Instructions for the task:
Reproduce the passage of the text on developer experience between "Improving DX improves" and "failed our role.", inclusive.

Tight feedback accelerates innovation

Improving DX improves UX

Lift your developers and they will lift your users

Confused developers create confusing products. Frustrated developers create frustrating products. Productive developers create products that are a pleasure to use.

Dogfooding feeds the product

Eating your own dog food or dogfooding is the practice of an organization using its own product. — wikipedia

the core team also maintains a dog fooding site

We ARE the developers! If there’s ever an “us vs them” we have failed our role.

  • quick feedback loops when running the code locally
  • good observability tools when running the code in the cloud
  • good documentation that nails the “why” of a problem/solution
  • clean code which makes the “how” of a solution accessible to the average developer
  • tooling that shields the team from bikeshedding

Local innovation and shared effort

  • to support local innovation: let the brands modify the system behaviour or add new features on top of it to experiment solving new problems
  • to reduce duplication of effort: let the brands share those innovations and unify on common solutions
  • The core team is responsible to oversee the general architecture and maintain the common parts of the code
  • Each brand has their own “space” where they can override defaults or create totally new behavior. In practice that “space” is usually a folder tree.

Frequent deploy and quick Rollback

  • Frequent Deploy: allow us to see the effect of code change in smaller batches. A smaller number of commits going to prod on each deploy, reduces the risk of things going terribly wrong but also makes it easier to detect what commit may potentially be the cause of an issue.

Data extract:
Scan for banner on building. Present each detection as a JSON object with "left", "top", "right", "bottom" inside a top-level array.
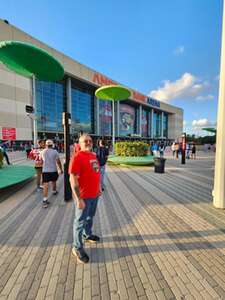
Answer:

Complete answer:
Improving DX improves UX

Lift your developers and they will lift your users

Confused developers create confusing products. Frustrated developers create frustrating products. Productive developers create products that are a pleasure to use.

Dogfooding feeds the product

Eating your own dog food or dogfooding is the practice of an organization using its own product. — wikipedia

the core team also maintains a dog fooding site

We ARE the developers! If there’s ever an “us vs them” we have failed our role.